Selected excerpt:
It’s been four years since pesky rap kids Odd Future Wolf Gang Kill Them All recorded a batch of vicious cuts on a computer microphone and blew their load all over the internet with the Odd Future Tape. In the meantime, the 11-strong Wolf Gang, led by Tyler, the Creator, have put noses out of joint with an endless gush of free albums on their Tumblr, gleefully adding rape, necrophilia and camp horrorcore brutality to the misogynist hip-hop template. So here’s the sequel and the Californian delinquents haven’t changed much after their millions of YouTube hits, MTV Awards and fawning broadsheet praise – it’s still mostly about blowjobs and weed, and you’re never more than 30 seconds away from a “bitch”. One big difference is its release on their own Odd Future Records – will fans shell out for a CD after 20-odd free albums on the web?

Actions to take:
(a) In the Odd Future review, on which label is the sequel being released?
(b) Do these statements agree with the Odd Future review? Answer yes or no for each and quote the words that decide it. (i) The group has eleven members. (ii) The first tape was recorded in a professional studio. (iii) Tyler, the Creator leads the group.
(c) Carry the Odd Future review forward from its last sentence.
The lines after this point come from a separate source and are unrelated to the Odd Future review.

Listed entries:
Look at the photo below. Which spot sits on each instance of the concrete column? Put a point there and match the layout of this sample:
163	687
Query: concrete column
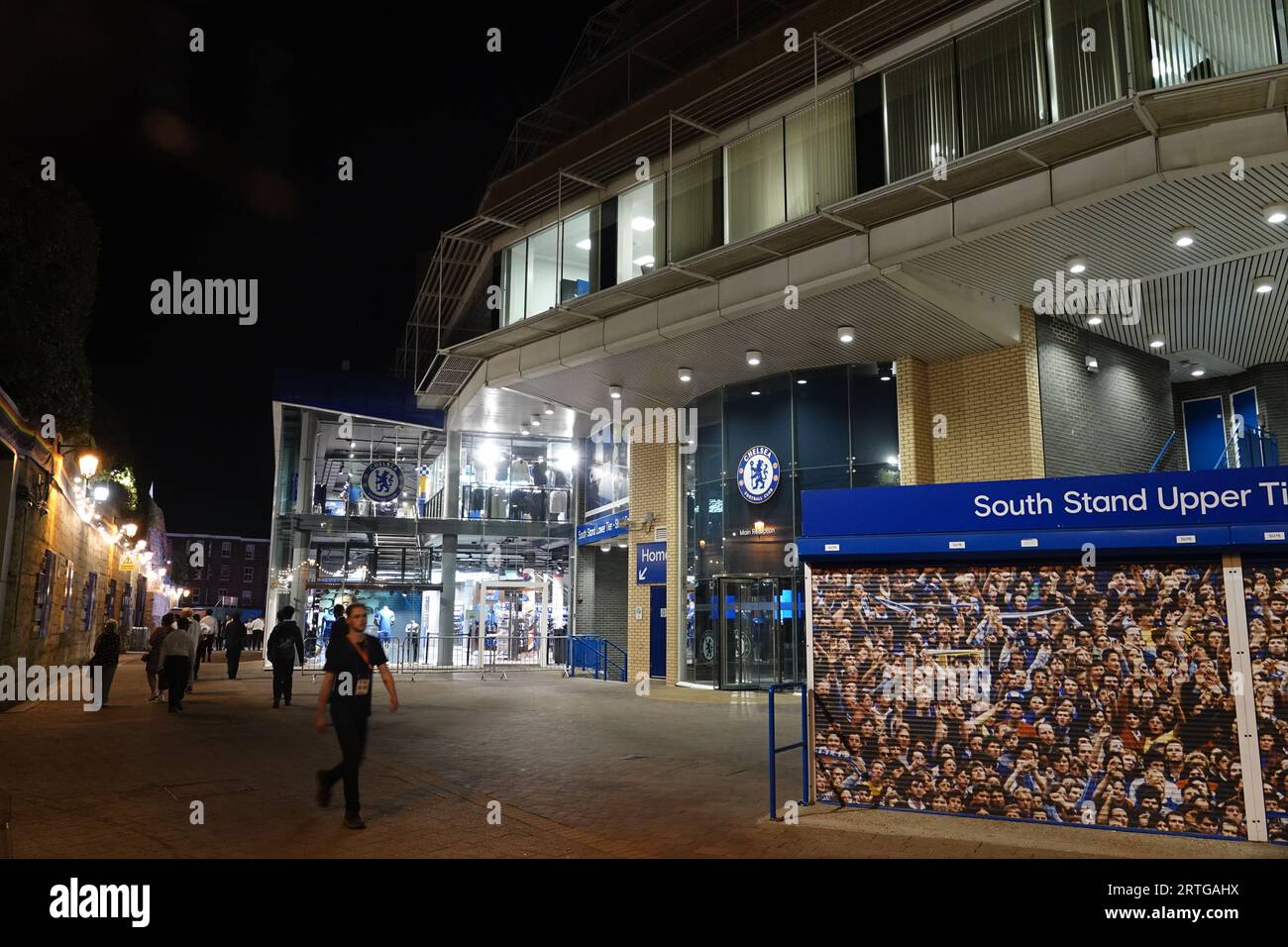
304	472
447	600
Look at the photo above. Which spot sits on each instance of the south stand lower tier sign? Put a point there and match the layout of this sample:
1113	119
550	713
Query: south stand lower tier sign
381	480
758	474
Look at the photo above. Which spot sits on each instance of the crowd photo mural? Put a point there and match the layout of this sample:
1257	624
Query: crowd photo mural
1265	590
1095	696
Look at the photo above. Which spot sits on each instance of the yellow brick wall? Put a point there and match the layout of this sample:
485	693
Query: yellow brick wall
655	488
991	415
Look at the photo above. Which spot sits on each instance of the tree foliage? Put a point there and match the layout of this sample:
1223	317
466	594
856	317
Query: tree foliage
48	278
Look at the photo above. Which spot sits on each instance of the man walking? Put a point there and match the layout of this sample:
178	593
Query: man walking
347	685
283	644
209	629
235	642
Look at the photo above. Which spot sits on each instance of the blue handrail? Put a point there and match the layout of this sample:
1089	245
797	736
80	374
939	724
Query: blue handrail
774	750
1159	458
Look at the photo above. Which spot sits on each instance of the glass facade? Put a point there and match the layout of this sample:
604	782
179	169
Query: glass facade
1039	62
833	427
526	478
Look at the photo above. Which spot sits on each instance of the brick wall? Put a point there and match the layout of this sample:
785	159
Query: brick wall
991	415
1115	420
1271	384
64	641
601	592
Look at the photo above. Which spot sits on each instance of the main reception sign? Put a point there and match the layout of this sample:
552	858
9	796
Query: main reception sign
1201	497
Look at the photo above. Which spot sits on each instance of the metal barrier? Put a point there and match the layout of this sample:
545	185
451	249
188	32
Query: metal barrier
774	750
417	654
596	654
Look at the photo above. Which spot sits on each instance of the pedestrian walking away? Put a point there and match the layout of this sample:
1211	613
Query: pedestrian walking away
107	655
347	685
284	643
178	652
156	681
209	629
192	628
235	642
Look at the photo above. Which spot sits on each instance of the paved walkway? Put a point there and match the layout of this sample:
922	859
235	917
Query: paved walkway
580	768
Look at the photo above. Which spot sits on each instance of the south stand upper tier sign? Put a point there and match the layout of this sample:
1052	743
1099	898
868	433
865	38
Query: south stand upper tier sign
758	474
381	480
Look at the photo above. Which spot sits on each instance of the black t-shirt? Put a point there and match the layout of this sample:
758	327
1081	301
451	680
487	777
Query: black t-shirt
353	676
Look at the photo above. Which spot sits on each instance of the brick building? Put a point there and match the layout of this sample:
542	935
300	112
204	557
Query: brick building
232	575
67	564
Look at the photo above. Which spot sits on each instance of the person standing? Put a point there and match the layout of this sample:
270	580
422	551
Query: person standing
107	655
178	652
156	681
283	644
235	642
351	660
189	625
209	629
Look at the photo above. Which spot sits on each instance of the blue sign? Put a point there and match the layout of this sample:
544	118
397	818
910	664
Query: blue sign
1192	500
604	527
651	564
758	474
381	480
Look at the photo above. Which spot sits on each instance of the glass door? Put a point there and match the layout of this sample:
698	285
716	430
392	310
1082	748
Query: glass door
751	633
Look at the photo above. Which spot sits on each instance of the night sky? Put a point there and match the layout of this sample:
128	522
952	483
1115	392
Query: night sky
223	165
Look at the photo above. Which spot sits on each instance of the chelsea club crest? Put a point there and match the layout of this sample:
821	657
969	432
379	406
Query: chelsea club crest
381	480
758	474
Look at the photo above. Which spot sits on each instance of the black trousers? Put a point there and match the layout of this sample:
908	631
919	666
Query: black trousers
283	673
351	729
175	671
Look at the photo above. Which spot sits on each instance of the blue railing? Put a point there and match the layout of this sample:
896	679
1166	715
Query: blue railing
595	654
1162	453
803	744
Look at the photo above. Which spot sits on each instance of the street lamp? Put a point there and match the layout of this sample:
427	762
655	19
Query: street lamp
88	464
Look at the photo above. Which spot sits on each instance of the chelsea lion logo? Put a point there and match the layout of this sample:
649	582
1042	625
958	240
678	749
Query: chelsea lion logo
758	474
381	480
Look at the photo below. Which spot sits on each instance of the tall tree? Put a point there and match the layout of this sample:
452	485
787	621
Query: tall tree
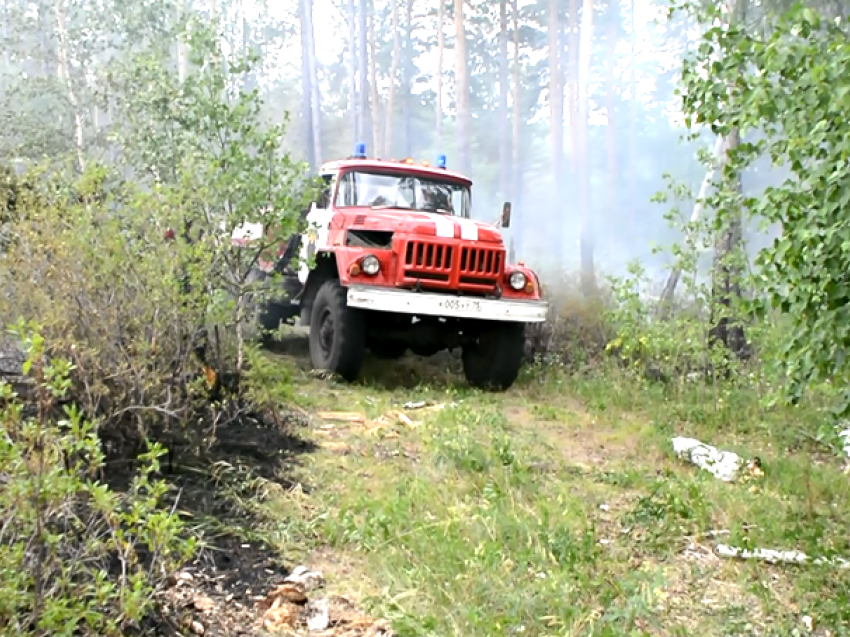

Responses in order:
(a) It is released on the group's own Odd Future Records.

(b)
(i) Yes: "the 11-strong Wolf Gang"
(ii) No: "recorded a batch of vicious cuts on a computer microphone"
(iii) Yes: "led by Tyler, the Creator"

(c)
The most obvious leap over the prequel is its high(er) fidelity sound, with a similar sheen to Tyler’s 2011 album Goblin. Tyler and Left Brain split production, shifting gears between traditional boom bap drum loops, dusty strings and eerie piano motifs from the RZA stable, countered with hyperactive beat patterns and reedy synths that fall somewhere between ’80s video nasty soundtracks and Clams Casino’s based cloud rap productions. Put simply, you could have a go at human beatboxing NY (Ned Flander) or Sam (Is Dead), but you’ll gob all over yourself if you try Hcapd.
Tyler doesn’t nick all the strongest beats to rap over this time; Hodgy Beats and Domo Genesis make a tight tag team, “clocking it like Flava Flav” on standouts like Bitches, Lean and Rella. Mike G’s Forest Green has been doing the rounds for a year or so, its handclapping pop swagger coming off like a crossover hit. Frank Ocean trips things up with his gloopy soul chorus in Snow White, and his Stevie Wonderisms on White should’ve been dumped on his Nostalgia, ULTRA mixtape instead. The psych-soul cut Ya Know, featuring The Internet (Syd Tha Kid and Matt Martians) is a more effective breather between all the chest-beating, but Taco and Jasper make a show of themselves on We Got Bitches, which sounds like a Mega Drive boss level with the two chancers bickering in the background over the control pad.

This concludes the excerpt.